# Aim of the exercise
Extract every line below that contains the word "floral".

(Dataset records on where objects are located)

* * * * *

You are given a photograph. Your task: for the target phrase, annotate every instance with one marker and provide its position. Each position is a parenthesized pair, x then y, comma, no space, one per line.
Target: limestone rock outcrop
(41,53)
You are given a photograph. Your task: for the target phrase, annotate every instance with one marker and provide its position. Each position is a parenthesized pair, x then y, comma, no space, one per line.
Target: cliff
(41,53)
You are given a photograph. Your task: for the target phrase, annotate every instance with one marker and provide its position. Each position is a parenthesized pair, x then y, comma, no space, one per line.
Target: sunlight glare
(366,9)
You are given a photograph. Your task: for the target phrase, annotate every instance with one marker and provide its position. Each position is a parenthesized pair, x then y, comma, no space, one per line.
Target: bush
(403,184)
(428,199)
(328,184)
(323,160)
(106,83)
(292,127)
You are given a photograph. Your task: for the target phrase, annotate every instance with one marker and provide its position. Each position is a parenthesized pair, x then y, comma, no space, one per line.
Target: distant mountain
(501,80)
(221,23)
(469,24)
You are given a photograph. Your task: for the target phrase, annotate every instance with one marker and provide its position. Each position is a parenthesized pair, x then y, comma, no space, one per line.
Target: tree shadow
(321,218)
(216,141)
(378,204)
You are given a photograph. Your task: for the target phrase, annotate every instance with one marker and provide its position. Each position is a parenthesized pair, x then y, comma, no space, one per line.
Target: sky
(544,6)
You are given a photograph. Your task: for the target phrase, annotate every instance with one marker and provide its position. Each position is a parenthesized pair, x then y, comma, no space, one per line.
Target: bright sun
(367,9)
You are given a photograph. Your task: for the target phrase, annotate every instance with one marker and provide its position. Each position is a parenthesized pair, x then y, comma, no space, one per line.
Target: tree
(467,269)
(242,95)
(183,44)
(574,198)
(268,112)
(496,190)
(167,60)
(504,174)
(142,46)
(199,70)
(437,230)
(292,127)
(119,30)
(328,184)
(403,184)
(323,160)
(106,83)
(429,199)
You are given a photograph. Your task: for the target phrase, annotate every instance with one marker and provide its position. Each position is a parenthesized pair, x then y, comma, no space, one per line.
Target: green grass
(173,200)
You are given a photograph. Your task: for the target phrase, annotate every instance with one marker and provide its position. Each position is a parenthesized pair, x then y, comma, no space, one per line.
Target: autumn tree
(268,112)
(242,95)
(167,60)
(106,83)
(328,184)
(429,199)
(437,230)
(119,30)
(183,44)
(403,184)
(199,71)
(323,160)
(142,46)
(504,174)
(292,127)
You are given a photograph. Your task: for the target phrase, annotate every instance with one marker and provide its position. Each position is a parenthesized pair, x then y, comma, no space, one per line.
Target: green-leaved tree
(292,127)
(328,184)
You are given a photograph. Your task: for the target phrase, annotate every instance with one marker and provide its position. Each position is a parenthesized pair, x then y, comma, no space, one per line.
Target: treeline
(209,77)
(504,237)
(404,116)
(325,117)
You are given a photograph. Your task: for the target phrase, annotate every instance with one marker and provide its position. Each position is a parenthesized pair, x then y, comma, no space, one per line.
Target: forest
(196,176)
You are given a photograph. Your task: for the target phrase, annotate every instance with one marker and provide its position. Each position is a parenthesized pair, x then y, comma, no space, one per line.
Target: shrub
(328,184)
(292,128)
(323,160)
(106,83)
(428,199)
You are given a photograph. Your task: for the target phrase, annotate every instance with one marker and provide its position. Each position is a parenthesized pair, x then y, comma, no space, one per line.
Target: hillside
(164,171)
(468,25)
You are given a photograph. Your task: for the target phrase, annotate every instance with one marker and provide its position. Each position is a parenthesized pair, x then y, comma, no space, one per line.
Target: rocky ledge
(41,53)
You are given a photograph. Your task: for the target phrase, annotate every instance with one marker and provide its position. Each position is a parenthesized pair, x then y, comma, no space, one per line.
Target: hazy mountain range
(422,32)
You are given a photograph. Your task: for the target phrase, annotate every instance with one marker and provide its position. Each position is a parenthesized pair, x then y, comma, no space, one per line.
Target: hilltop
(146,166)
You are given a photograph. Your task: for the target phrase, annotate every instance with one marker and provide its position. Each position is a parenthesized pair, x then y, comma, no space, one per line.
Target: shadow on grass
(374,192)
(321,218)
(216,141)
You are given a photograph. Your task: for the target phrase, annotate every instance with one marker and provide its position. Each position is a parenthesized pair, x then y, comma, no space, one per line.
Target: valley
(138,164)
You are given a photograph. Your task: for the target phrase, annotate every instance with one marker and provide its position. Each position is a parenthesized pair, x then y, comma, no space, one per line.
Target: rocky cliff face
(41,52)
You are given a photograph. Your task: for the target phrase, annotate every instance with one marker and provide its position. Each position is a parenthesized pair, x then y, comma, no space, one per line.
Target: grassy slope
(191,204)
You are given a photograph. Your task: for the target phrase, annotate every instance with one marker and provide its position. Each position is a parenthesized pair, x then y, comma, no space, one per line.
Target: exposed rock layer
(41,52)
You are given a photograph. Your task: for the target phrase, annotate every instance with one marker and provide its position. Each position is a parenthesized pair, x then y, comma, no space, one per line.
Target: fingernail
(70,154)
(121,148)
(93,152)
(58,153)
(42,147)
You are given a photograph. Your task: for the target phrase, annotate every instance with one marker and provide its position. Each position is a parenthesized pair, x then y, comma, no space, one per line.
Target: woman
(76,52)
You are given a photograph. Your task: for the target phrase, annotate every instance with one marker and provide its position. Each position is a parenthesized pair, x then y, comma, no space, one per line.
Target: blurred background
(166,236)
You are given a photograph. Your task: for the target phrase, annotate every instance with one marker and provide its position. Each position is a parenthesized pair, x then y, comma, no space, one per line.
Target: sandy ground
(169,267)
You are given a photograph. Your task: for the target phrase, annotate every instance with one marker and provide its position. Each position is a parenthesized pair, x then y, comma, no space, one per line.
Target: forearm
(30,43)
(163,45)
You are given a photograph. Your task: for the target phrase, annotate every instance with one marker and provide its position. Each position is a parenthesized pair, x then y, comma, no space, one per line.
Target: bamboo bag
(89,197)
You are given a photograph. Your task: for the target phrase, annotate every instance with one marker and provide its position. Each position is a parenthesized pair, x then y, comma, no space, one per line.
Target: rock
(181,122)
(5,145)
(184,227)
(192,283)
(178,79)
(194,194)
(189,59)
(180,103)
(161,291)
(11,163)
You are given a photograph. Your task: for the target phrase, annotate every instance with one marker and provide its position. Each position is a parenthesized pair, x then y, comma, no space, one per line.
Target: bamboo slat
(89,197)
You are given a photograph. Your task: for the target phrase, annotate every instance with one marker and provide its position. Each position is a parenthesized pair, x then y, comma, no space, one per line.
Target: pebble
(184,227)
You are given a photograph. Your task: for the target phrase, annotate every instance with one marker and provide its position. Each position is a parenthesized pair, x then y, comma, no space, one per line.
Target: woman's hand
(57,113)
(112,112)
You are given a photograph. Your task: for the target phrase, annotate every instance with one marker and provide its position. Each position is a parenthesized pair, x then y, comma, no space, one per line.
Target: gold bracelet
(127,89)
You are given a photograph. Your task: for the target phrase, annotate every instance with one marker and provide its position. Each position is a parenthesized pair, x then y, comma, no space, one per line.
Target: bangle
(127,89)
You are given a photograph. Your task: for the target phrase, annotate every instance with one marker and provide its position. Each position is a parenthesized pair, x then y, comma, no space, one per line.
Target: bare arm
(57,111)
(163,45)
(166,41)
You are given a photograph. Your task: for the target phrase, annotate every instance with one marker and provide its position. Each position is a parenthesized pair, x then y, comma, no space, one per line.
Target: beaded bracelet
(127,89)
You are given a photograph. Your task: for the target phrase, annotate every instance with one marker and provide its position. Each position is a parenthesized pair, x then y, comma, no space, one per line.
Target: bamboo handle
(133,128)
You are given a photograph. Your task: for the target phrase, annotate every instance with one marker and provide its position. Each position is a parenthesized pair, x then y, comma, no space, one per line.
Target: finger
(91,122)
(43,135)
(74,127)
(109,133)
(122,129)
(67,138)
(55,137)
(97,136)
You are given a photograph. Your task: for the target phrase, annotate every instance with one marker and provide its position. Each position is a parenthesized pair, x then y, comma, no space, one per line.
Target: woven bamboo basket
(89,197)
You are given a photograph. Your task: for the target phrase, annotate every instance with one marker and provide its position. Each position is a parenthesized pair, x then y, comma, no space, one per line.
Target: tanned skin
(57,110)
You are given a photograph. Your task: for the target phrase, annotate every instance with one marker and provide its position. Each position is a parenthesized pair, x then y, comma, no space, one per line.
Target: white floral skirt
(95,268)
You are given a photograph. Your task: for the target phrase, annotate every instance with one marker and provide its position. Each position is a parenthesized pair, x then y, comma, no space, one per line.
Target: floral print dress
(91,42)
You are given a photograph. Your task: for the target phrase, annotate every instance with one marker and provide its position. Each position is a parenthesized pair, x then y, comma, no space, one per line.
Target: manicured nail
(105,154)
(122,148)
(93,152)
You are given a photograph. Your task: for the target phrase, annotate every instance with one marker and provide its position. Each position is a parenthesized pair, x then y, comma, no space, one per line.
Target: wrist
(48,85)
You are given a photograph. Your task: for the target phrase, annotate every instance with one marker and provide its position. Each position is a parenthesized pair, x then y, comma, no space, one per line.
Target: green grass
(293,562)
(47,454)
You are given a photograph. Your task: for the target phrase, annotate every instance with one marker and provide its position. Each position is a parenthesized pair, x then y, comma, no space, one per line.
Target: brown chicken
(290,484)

* * * * *

# The completed task
Target: white floral skirt
Target: floral print dress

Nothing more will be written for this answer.